## Begin
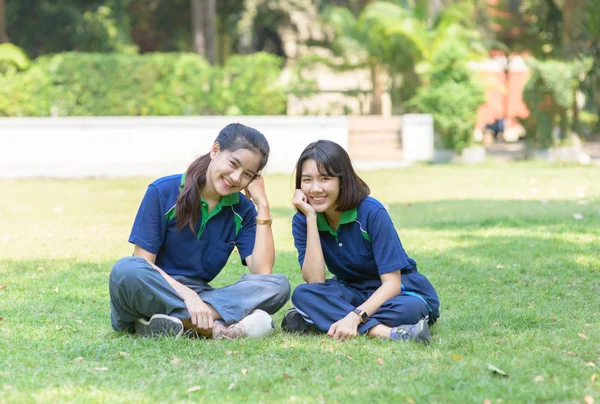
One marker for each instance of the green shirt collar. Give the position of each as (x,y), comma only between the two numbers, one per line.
(348,216)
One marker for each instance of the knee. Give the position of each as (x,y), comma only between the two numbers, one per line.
(282,288)
(124,271)
(303,292)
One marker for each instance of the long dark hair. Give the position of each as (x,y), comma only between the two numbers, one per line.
(332,160)
(232,137)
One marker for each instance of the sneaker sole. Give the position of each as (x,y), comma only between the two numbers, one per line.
(159,325)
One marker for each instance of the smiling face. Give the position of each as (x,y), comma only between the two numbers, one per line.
(321,189)
(230,171)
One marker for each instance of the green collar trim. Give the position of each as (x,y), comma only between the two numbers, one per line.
(347,216)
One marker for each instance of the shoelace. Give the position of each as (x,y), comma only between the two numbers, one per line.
(233,331)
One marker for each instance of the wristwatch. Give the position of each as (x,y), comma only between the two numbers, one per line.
(362,315)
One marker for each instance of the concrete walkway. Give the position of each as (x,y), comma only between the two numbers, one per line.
(504,151)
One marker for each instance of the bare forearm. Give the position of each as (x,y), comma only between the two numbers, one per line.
(263,254)
(313,268)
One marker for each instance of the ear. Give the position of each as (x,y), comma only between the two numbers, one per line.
(214,150)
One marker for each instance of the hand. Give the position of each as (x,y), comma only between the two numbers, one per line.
(200,314)
(256,191)
(346,328)
(300,202)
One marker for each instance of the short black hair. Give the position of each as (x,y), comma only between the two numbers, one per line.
(332,160)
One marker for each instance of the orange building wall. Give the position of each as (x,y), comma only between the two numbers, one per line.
(499,96)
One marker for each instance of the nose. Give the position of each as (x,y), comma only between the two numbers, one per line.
(236,175)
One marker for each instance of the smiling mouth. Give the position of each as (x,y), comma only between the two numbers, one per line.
(319,199)
(227,183)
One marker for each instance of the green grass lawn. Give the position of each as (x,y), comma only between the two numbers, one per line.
(513,250)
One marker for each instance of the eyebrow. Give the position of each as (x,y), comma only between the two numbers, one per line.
(239,163)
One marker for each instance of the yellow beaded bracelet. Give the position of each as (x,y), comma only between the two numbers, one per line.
(264,221)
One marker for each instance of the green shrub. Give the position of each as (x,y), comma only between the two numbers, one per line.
(88,84)
(452,97)
(549,94)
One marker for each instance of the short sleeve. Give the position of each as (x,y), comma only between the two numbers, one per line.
(299,234)
(150,225)
(247,235)
(387,249)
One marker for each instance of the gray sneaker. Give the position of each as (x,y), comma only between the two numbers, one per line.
(413,332)
(255,325)
(159,325)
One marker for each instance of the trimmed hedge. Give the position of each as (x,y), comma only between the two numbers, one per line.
(89,84)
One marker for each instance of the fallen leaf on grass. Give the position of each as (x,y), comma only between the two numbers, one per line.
(496,370)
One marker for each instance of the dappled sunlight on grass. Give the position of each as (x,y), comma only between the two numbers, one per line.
(516,271)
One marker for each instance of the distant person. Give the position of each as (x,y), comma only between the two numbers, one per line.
(496,128)
(376,288)
(184,232)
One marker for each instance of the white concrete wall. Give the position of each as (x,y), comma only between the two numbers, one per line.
(153,146)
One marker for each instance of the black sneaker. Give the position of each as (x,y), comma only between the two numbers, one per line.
(293,322)
(159,325)
(412,332)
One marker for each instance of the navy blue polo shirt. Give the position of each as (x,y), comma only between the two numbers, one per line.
(232,223)
(365,245)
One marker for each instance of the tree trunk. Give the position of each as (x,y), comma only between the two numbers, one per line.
(3,32)
(572,34)
(203,27)
(377,91)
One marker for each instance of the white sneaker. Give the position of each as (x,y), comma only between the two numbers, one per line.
(258,324)
(255,325)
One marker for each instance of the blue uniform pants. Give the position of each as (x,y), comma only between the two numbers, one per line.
(137,290)
(323,304)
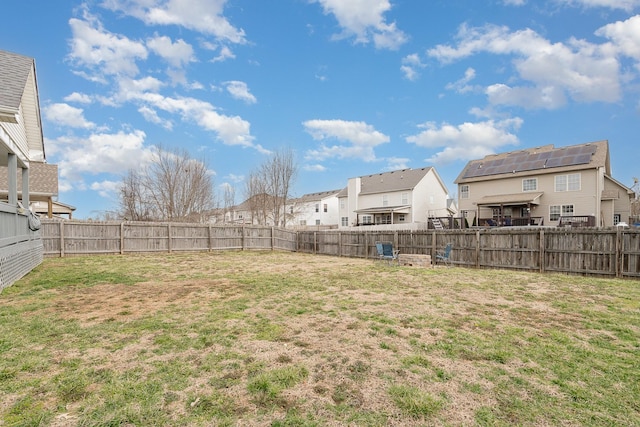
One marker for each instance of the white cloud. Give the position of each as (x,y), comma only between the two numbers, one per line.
(65,115)
(466,141)
(397,163)
(582,71)
(80,98)
(410,66)
(225,53)
(358,138)
(103,52)
(462,85)
(364,20)
(625,35)
(107,189)
(627,5)
(240,90)
(112,153)
(177,54)
(314,168)
(205,16)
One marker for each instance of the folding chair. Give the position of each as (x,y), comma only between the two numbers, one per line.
(444,256)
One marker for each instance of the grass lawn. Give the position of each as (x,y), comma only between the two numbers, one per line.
(288,339)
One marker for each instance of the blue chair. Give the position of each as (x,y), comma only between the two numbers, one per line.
(444,256)
(387,253)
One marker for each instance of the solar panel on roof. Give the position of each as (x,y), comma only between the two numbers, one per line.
(520,161)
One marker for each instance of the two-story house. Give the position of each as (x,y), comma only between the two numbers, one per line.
(21,148)
(398,197)
(319,208)
(543,185)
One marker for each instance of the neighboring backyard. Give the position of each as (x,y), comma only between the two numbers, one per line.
(290,339)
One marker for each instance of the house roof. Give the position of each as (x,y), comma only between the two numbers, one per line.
(534,160)
(19,97)
(315,197)
(404,179)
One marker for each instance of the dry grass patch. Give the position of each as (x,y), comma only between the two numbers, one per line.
(270,338)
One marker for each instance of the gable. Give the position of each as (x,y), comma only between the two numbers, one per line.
(20,120)
(404,179)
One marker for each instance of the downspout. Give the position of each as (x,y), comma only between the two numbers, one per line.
(598,196)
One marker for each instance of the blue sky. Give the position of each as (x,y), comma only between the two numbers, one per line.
(354,87)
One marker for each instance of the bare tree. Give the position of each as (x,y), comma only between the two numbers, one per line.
## End
Set task:
Output all the records, word for word, with no pictures in the copy.

Result of this exercise:
One marker for each instance of the green shirt collar. Give the position of each as (x,y), comma only between the two numbers, one per line.
(348,216)
One marker for each instance of the knee. Give the position of each as (x,y), comma only between the two numbers, one per line.
(282,288)
(124,271)
(303,292)
One marker for each instance of the long dark hair. Give the position of each as (x,y), comma only between the two numbers, one per line.
(332,160)
(232,137)
One marker for each instance of the sneaker sole. Give the position of each as (x,y), comma only between the two numbers, one per line.
(159,325)
One marker for each instance of the smiling face. Give the position of each as (x,y), comma only between the two numbers, one per line.
(321,189)
(230,171)
One marker for each instance of the green collar trim. Give the position of each as (x,y), comma only between the two numbers, one per line.
(347,216)
One marker for each instance of the shoelace. Give the position of each as (x,y), comma only between the two numbers, one per line.
(233,331)
One marker for each instance of the wristwatch. Give the position of each as (x,y), comma only between the two numbers, one per line.
(362,315)
One marker for each instance of the concrete walkway. Give the position of each as (x,y), comma only between the two numbers, one per line.
(504,151)
One marker for each instance of the bare forearm. Give the position of each as (x,y), comma only between the two numbers, one per line.
(263,254)
(313,268)
One marker for each instance of the ear. Give the position of each as (x,y), comma only between the two numbers, one per line.
(214,150)
One marker for each instance of the hand. Give the position of each as (x,y), comma only between the two numbers, one per line.
(200,314)
(256,191)
(346,328)
(300,202)
One marker for each instance of the short black hair. Give the position of each as (x,y), comma only between the two numbers, one per line.
(332,160)
One marker for each instance of the orange building wall. Give the position of each as (x,y), comma only between the two numbers, one per line.
(499,96)
One marker for each instance of the nose. Give the position of each as (x,y), comma only between the two numbers, one per line.
(236,175)
One marker for each instance of the smiling mouth. Give the position of each as (x,y), comma only between the two numbers, one per line.
(319,199)
(227,183)
One marker for each instance of the green grass lawn. Give the position of each as (x,y), comma only between the two numbers, one per line.
(513,250)
One marker for each instance of the eyebrow. Give the position of each as (x,y), comma only between the two numbers, one per line.
(239,163)
One marker for each instance of the yellow beaded bracelet. Give the position of each as (x,y), comma only between the two numbers, one per line.
(264,221)
One marker for each instance of the green shrub. Give the position of each as (x,y), comma only between the two numbers, one per line.
(88,84)
(452,97)
(549,94)
One marker for each instance of the short sleeve. Give the position of each as (x,y), comma only between the two numbers, one per line.
(299,234)
(150,225)
(247,235)
(387,249)
One marker for each instance of the gray sneaker. Give the position of each as (x,y), comma only between the two numbers, one per line.
(413,332)
(255,325)
(159,325)
One marker for each instance of the trimmed hedge. Give the position of each as (x,y), comma only between the two numbers, one per line.
(89,84)
One marker for each instance of the fallen leaf on grass. Give the position of each as (x,y), comma only between the two numbers, one per line.
(496,370)
One marker for each instance of the dappled sunlight on grass. Give the position of each as (x,y), comma only between the two numbers, one per line.
(516,271)
One marker for each instance of the distant person. Give the position of each as (x,y), comma only between the two numbers, one per line.
(496,128)
(376,288)
(184,232)
One marker for each instance of the white concrete wall. Give the position of each as (x,y), comma only between the two numbers, one per line.
(153,146)
One marker for each instance of the black sneaker. Give the position of each as (x,y), comma only between the two numbers, one per line.
(293,322)
(159,325)
(412,332)
One marker for each instance of the navy blue polo shirt. Give the position of each as (x,y), comma only between the two numbers, one per line.
(232,223)
(365,245)
One marker for each instance of the tree trunk. Give the position of each as (x,y), comma only between the two numbers, one per line.
(3,32)
(572,34)
(203,27)
(377,91)
One marker for each instance of the white sneaker. Give the position of each as (x,y), comma only between the two numbers, one per line.
(258,324)
(255,325)
One marker for each instance of the blue uniform pants. Give the position of each as (x,y), comma only between the two numbers, one per line.
(137,290)
(323,304)
One marker for each instance of the white cloud. Give the position of each as (x,y), comma only between the two numbers, one per line.
(65,115)
(466,141)
(397,163)
(582,71)
(80,98)
(410,66)
(225,53)
(358,138)
(103,52)
(462,85)
(364,20)
(625,35)
(107,189)
(627,5)
(240,90)
(112,153)
(177,54)
(314,168)
(205,16)
One marker for each instance of the folding chair. Give the position of each as (x,y), comma only between the two numbers, one per line.
(444,256)
One marker for each instance of the grass lawn. Give the position of each as (x,y), comma only between the two numbers, one per line.
(288,339)
One marker for each instance of the blue chair. Give the position of each as (x,y), comma only between the two numbers, one per line.
(444,256)
(387,253)
One marker for each instance of the solar panel on roof. Give the position of each as (x,y), comma only between the two numbers, one per line.
(520,161)
One marker for each instance of the two-story house. Give the position of each as (x,y), comma only between the two numbers, one per line.
(21,148)
(398,197)
(319,208)
(543,185)
One marker for each instance of the neighboring backyard. Give the position of each as (x,y), comma only between the two numbers, one per line.
(290,339)
One marker for each instance of the house roof. Give the position of each as (x,y), comma only between the two numbers, one per line.
(534,160)
(19,97)
(315,197)
(404,179)
One marker for each instance of the dry grass patch. Give the position of each as (x,y), comma only between the two numbers, one per line.
(270,338)
One marker for each instance of the gable. Give the position of each as (x,y), comma only between the two numbers, one per line.
(20,120)
(404,179)
One marker for each instance of the downspout. Give the position of each as (x,y), comma only between the two numbers, one per line.
(598,196)
One marker for each instance of the blue sky. Give the position of each as (x,y), comma only between the two numbers, one per line.
(354,87)
One marker for each instance of the bare tree. Give the position of each as (x,y), comma only between the two numbers, one per line.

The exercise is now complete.